Write out the listing below word for word, keeping every line unchanged.

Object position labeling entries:
____
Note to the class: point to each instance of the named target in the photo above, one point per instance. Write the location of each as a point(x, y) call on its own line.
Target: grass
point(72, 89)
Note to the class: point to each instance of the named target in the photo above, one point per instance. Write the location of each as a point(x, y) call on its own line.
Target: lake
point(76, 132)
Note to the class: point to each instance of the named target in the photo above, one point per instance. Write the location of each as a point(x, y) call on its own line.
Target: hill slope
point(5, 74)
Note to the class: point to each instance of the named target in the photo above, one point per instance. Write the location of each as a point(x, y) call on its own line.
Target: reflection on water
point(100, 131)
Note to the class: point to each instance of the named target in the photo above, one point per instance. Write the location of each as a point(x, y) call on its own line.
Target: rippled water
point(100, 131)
____
EXERCISE RESULT:
Note to the class: point to each instance of the named target in the photo above, one point per instance. Write the location of each as a point(x, y) call on its own line.
Target: grass
point(72, 89)
Note to the class: point to each instance of the named target in the photo above, one point per instance. Write the location of each as a point(x, y) call on its own line.
Target: lake
point(76, 132)
Note to the class: point to each instance of the named target in the photo above, one point per instance. Write the location of each as a point(x, y) call on its own line.
Target: hill slope
point(5, 74)
Note to the class: point to each instance of the named target in the photo above, one point per instance. Write the location of each as a point(x, y) call on its own line.
Target: reflection on water
point(100, 131)
Note to the class: point to each instance of the named target in the photo above, one point per instance. Write the location of each as a point(x, y) call on its own line.
Target: rippled water
point(100, 131)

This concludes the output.